◆ **WHAT THE EXERCISE ASKS**
Extend the text on near-field scanning optical microscopy combined with infrared and Raman spectroscopy, picking up right after its last sentence.

◆ **PAGE TEXT**
[Start of Attachment]

NSOM combined with FTIR/Raman techniques can provide local chemical information together with topographical details. This technique is non-destructive and can work in a variety of environments (liquids), for example, when detecting single biomolecules. The illuminated area of sample is relatively big at around 1 μm. However, the sampling area is only ~10 nm. This means that a strong background from an unclean tip contributes to the overall signal, hindering the signal analysis.

The Raman spectroscopy in general could be time-consuming due to the low scattering efficiency (<1 in 107 photons). It usually takes several minutes to accumulate a conventional Raman spectrum, and this time could be much longer in Raman-NSOM; for example, 9 hours for a 32×32-pixel image. As to near-field IR/AFM, high optical losses in aqueous environments (water is strongly absorbing in the IR range) reduces the signal-to-noise ratio.

==Applications==

Improving the resolution and enhancing the instrumentation with user-friendly hardware and software will make AFM/NSOM coupled with IR/Raman a useful characterization tool in many areas including biomedical, materials and life sciences. For example, this technique was used in detecting the spin-cast thin film of poly(dimethylsiloxane) with polystyrene on it by scanning the tip over the sample. The shape and size of polystyrene fragments was detected at a high spatial resolution due to its high absorption at specific resonance frequencies. Other examples include inorganic boron nitride thin films characterization with IR-NSOM. The images of single molecule rhodamine 6G (Rh-6G) was obtained with a spatial resolution of 50 nm. These techniques can be also used in numerous biological related applications including the analysis of plant materials, bone, and single cells. Biological application was demonstrated by detecting details of conformation changes of cholesteryl-oleate caused by FEL irradiation with a spatial resolution below the diffraction limit. Researchers also used Raman/NSOM in tracking the formation of energy-storing polymer polyhydroxybutyrate in bacteria Rhodobacter capsulatus.

[End of Attachment]

◆ **GIVEN RECORDS**
[Start of Attachment]

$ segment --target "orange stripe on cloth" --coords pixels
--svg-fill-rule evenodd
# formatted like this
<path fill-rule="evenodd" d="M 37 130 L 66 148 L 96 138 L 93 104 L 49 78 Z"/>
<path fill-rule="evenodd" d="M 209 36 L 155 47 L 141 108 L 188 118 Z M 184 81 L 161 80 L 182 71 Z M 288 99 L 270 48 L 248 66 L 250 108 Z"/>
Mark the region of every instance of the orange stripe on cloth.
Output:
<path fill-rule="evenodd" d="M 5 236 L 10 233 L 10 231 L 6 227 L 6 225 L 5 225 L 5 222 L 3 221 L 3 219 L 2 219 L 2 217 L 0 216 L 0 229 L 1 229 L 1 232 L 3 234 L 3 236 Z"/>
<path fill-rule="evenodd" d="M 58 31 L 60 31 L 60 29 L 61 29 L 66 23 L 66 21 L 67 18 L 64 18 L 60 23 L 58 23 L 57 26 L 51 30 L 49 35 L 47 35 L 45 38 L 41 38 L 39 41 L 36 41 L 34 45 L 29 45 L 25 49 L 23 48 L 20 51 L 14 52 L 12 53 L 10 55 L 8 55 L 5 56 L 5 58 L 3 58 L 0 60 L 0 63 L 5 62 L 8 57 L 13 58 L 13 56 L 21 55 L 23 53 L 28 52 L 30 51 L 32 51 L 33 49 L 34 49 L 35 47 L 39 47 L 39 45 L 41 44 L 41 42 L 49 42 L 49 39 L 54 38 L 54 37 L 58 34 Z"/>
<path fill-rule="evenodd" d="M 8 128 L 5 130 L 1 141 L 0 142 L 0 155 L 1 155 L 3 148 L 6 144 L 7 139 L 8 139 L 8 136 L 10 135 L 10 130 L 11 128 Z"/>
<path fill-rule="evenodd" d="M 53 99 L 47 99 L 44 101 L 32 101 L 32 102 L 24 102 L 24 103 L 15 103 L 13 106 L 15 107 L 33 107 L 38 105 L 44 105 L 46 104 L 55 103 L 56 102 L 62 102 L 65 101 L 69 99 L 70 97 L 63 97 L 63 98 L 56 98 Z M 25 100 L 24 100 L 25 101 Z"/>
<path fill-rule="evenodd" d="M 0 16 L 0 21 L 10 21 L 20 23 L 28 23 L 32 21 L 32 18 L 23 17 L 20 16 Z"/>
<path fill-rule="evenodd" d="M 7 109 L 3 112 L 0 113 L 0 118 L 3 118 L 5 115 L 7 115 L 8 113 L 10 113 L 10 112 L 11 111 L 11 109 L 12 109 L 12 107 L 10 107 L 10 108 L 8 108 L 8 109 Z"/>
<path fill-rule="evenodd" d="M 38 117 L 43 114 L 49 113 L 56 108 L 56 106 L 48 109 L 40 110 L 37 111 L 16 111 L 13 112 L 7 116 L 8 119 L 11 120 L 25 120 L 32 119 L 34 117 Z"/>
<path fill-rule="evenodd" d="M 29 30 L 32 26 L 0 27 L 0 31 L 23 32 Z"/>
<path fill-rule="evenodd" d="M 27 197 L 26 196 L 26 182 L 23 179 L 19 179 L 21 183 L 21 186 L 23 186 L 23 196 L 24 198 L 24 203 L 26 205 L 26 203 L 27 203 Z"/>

[End of Attachment]

◆ **WRITTEN RESPONSE**
This characterization tool may also help in the kinetic studies on physical and chemical processes at a wide variety of surfaces giving chemical specificity via IR spectroscopy as well as high-resolution imaging via AFM. For example, the study of the hydrogen termination of Si (100) surface was performed by studying the absorbance of Si-O bond to characterize the reaction between silicon surface and atmospheric oxygen. Studies were also conducted where the reactivity of a polymer, a 1000-nm-thick poly-(tert-butylmethacrylate) (PTBMA) combined with a photochemically modified 500-nm-thick poly(methacrylic acid) (PMAA), with water vapor depicted the different absorption bands before and after water uptake by the polymer. Not only the increased swell of PMAA (280 nm) was observed but also the different absorption ability of water was shown by the different transmission of IR light at a much smaller dimension (<500 nm). These results are related to polymer, chemical and biological sensors, and tissue engineering and artificial organ studies. Because of their high spatial resolution, NSOM/AFM-Raman/IR techniques can be used for measuring the width of multilayer films, including layers which are too small (in the x and y directions) to be probed with conventional IR or Raman spectroscopy.